Source extract –

• • • • • • •

If three’s the charm, I add one more example of where Pinker fails to take his own medicine. Besides dualism (the idea that mind and matter are distinct and can act independently) and essentialism (the idea that a [living] thing contains an unobservable and immutable core [e.g., a soul]), Pinker lists teleology (the idea that things happen for a reason [not a cause]), as a broad-band human belief that enables all manner of woo-woo thinking and irrationality. Yet, he asserts that “The arc of knowledge is a long one, and it bends toward rationality” (p. 309). Pinker has a teleological dream. He will, I venture, vigorously contest this suggestion, so I have to be moderate. Let’s just say Pinker's borrowed phrasing invites a teleological interpretation while leaving wiggle room for deniability (see Krueger, 2021, for a discussion of the adaptive utility of these three beliefs).

The Four Horsemen

As research on (ir)rationality is rich but inconclusive, let’s check in with the four horsemen. What stands between us and the attainment of rationality (+ virtue, + well-being)?

  1. Unreflection. This is the bulk of Pinker’s charge: there are failures of logical reasoning, ignorance of probability theory and experimental methods, and other critical-thinking what-have-yous. Our shoddy performance, as Pinker explains, is in large part a cultural artifact if it is indeed the case that people living in a state of adaptation to their environment – such as the Ju/’Hoansi Bushmen (i.e., the San) – are being rational in their world.

• • • • • • •

Collected data –
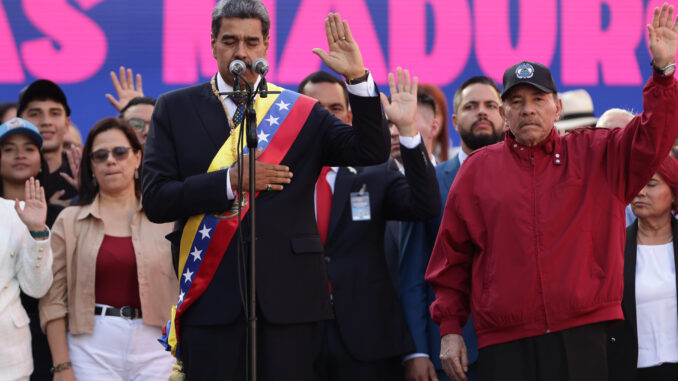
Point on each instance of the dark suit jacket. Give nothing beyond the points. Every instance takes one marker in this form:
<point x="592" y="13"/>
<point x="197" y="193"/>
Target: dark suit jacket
<point x="187" y="129"/>
<point x="366" y="305"/>
<point x="416" y="244"/>
<point x="622" y="343"/>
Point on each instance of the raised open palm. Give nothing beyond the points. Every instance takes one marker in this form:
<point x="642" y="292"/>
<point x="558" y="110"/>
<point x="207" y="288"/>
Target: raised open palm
<point x="402" y="109"/>
<point x="344" y="57"/>
<point x="34" y="212"/>
<point x="662" y="33"/>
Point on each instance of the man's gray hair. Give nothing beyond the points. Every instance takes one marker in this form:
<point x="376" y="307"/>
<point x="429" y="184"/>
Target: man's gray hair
<point x="241" y="9"/>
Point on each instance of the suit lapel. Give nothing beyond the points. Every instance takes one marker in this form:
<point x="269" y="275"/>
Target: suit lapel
<point x="211" y="114"/>
<point x="340" y="198"/>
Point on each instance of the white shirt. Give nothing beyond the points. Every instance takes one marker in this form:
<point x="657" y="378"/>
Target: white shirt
<point x="657" y="316"/>
<point x="364" y="89"/>
<point x="331" y="176"/>
<point x="25" y="264"/>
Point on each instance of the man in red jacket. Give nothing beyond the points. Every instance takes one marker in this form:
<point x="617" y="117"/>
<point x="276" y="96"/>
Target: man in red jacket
<point x="521" y="244"/>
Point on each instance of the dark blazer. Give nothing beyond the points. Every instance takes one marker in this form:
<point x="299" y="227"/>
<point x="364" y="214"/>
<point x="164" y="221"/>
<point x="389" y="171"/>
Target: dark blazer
<point x="416" y="244"/>
<point x="187" y="129"/>
<point x="622" y="343"/>
<point x="366" y="306"/>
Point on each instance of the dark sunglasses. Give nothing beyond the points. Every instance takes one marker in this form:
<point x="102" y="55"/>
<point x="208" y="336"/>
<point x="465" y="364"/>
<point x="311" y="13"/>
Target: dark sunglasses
<point x="138" y="123"/>
<point x="101" y="155"/>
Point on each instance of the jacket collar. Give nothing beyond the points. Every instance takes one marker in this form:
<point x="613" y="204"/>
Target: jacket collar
<point x="551" y="146"/>
<point x="93" y="209"/>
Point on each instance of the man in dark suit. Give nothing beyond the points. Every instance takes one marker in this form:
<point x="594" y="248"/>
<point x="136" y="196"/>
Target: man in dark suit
<point x="476" y="118"/>
<point x="369" y="335"/>
<point x="187" y="177"/>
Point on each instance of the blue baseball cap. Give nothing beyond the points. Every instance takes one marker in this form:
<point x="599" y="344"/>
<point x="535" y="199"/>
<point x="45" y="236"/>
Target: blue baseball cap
<point x="20" y="126"/>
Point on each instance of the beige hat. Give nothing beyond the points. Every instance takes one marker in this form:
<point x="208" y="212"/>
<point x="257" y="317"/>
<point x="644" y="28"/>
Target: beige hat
<point x="577" y="110"/>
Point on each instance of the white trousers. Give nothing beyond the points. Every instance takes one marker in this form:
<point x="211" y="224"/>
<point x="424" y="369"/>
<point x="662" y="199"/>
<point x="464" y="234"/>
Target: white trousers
<point x="119" y="349"/>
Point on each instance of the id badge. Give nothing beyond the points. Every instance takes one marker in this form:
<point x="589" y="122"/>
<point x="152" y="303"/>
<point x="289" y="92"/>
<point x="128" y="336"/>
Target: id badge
<point x="360" y="205"/>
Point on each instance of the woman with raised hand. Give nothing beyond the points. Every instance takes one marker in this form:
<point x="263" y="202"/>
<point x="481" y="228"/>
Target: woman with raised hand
<point x="113" y="277"/>
<point x="25" y="261"/>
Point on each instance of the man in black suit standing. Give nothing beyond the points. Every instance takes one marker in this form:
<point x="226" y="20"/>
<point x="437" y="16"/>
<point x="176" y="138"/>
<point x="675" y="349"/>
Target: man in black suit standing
<point x="369" y="335"/>
<point x="187" y="179"/>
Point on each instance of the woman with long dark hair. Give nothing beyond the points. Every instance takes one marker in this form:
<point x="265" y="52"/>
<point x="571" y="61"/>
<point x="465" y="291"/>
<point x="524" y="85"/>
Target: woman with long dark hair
<point x="113" y="277"/>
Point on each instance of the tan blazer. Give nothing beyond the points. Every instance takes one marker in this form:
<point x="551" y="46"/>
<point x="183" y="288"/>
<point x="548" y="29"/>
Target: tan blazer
<point x="77" y="235"/>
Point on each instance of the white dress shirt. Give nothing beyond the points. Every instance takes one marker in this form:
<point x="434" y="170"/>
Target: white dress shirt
<point x="656" y="312"/>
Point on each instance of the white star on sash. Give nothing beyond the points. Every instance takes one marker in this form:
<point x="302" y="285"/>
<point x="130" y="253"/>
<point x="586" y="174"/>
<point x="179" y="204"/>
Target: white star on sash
<point x="271" y="120"/>
<point x="188" y="275"/>
<point x="205" y="232"/>
<point x="196" y="254"/>
<point x="282" y="105"/>
<point x="263" y="137"/>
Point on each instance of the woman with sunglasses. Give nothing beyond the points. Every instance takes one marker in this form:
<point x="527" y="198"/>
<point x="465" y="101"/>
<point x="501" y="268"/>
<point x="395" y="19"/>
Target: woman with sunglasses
<point x="25" y="254"/>
<point x="21" y="159"/>
<point x="113" y="278"/>
<point x="645" y="345"/>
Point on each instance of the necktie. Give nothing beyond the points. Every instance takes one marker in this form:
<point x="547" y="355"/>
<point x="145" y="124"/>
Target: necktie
<point x="239" y="101"/>
<point x="323" y="194"/>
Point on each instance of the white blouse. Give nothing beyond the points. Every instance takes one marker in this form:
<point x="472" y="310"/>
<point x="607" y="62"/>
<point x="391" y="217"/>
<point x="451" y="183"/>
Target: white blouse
<point x="657" y="315"/>
<point x="25" y="264"/>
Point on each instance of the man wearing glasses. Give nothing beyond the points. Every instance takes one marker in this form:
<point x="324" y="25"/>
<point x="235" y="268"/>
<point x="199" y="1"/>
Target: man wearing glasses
<point x="138" y="114"/>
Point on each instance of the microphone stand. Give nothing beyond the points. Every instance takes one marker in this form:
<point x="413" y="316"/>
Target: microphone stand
<point x="250" y="123"/>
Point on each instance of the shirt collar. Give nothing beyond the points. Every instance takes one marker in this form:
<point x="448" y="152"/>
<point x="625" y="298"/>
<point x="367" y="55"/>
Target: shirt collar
<point x="224" y="87"/>
<point x="93" y="209"/>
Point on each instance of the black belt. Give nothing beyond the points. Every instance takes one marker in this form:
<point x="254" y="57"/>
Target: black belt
<point x="126" y="312"/>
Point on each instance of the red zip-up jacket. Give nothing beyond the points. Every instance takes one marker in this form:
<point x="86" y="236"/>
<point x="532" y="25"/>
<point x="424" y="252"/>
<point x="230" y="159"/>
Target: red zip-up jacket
<point x="532" y="239"/>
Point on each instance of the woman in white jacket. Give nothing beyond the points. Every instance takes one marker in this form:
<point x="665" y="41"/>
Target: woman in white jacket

• • • • • • •

What to do –
1. Answer these questions about the passage on rationality:
(a) Which page is cited for the line "The arc of knowledge is a long one, and it bends toward rationality"?
(b) How does the passage define essentialism?
(c) Which people are named as an example of those living in a state of adaptation to their environment?
2. Write out the part of the passage on rationality starting with "1. Unreflection. This" and going on through "in their world.", with "shoddy" replaced by "poor".

Exercise results –
1.
(a) Page 309.
(b) Essentialism is the idea that a living thing contains an unobservable and immutable core, such as a soul.
(c) The Ju/’Hoansi Bushmen, also called the San.

2.
1. Unreflection. This is the bulk of Pinker’s charge: there are failures of logical reasoning, ignorance of probability theory and experimental methods, and other critical-thinking what-have-yous. Our poor performance, as Pinker explains, is in large part a cultural artifact if it is indeed the case that people living in a state of adaptation to their environment – such as the Ju/’Hoansi Bushmen (i.e., the San) – are being rational in their world.